Sitting in Strange Times

In the last several weeks, the frequency of sitting behind screens has inevitably increased as a result of lockdown and shelter in place restrictions around the world.

Too much screen time, 2020

Last week I found myself watching a documentary of the Vitra Design Museum’s expansive chair collection called, “Chair Times.” It felt appropriate in this strange time to willingly go down the infinite rabbit holed history of chairs and their varied seats.

What fascinates me is that (chairs) have personalities. Each of them tells us something about the time it was created in, about the person who designed it, and of course about the society that utilized this particular chair. And also the fact that they’re basically all the same; that they are all an invitation to have a seat, that they’re all small sculptures make them comparable. This allows us to illustrate an era.

- Rolf Fehlbaum, Chairman Emeritus of Vitra

The documentary begins with a focus on bentwood chairs designed by the innovative cabinet-maker, Michael Thonet (1796 - 1871).

Currently behind the closed doors of the MAK Museum in Vienna is the exhibition, Bentwood & Beyond, Thonet and Modern Furniture Design.
== == ==
The tasks:
1 – Answer these questions about the piece on chairs:
(a) What is the documentary called?
(b) Which museum's chair collection does the documentary show?
(c) In which museum and city is the exhibition Bentwood & Beyond?
2 – Reproduce the piece on chairs word for word from "Sitting in Strange" up to and including "around the world.".
3 – Carry on the piece on chairs, starting right after its final sentence.
You won't need any of the entries.

Raw data:
== == ==
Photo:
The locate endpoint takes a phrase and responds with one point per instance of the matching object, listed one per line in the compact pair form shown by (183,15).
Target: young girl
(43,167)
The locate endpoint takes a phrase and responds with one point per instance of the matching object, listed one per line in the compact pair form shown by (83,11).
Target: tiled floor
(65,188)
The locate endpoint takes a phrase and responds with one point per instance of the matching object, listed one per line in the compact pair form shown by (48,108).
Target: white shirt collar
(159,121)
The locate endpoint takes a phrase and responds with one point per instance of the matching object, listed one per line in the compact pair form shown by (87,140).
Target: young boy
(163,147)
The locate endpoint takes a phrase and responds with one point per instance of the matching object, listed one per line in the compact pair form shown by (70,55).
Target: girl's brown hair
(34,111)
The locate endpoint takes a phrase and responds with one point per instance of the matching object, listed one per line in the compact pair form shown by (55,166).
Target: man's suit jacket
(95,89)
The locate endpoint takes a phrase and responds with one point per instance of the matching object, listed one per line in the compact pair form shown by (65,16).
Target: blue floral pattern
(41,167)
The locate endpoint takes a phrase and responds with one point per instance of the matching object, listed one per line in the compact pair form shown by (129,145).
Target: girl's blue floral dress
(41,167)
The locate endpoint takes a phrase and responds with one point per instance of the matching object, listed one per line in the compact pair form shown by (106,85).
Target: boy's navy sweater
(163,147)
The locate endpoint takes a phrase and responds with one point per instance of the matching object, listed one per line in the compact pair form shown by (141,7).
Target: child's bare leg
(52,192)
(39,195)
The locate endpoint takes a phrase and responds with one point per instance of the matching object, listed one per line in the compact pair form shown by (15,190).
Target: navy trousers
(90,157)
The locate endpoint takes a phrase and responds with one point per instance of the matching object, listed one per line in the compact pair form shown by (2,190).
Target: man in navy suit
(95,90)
== == ==
Task responses:
1 –
(a) "Chair Times"
(b) The Vitra Design Museum
(c) The MAK Museum in Vienna

2 –
Sitting in Strange Times

In the last several weeks, the frequency of sitting behind screens has inevitably increased as a result of lockdown and shelter in place restrictions around the world.

3 –
Last year when I visited the exhibition, I learned that bentwood furniture is not a Viennese invention, nonetheless, the bentwood chair is most well-known as the “Viennese Chair.”

The center aisle of the gallery displays each chair’s unique silhouette projected onto translucent screens; brilliantly allowing you to focus on the overall form before fussing over the details.

In a conversation between curator, Serge Mauduit and Vitra Design Museum Director, Mateo Kries, they discuss how the Industrial Revolution and the societal development of the 19th century contributed to the emergence of a middle class and therefore a middle class public life.

“What interests me is the public aspect. Suddenly, furniture is designed for public space.”

-Mateo Kries, Vitra Design Museum Director

Fast forward to 2020, when public space becomes eerie and vacant.

This collection of Parisian café chairs was captured back in February of last year, when sitting close to people felt annoying, not nostalgic.

Similar to Masion Gatti proudly producing their chairs by hand, Danish design also emphasizes old school techniques and craft as good quality versus a mass produced object meant to be sold at a lower cost.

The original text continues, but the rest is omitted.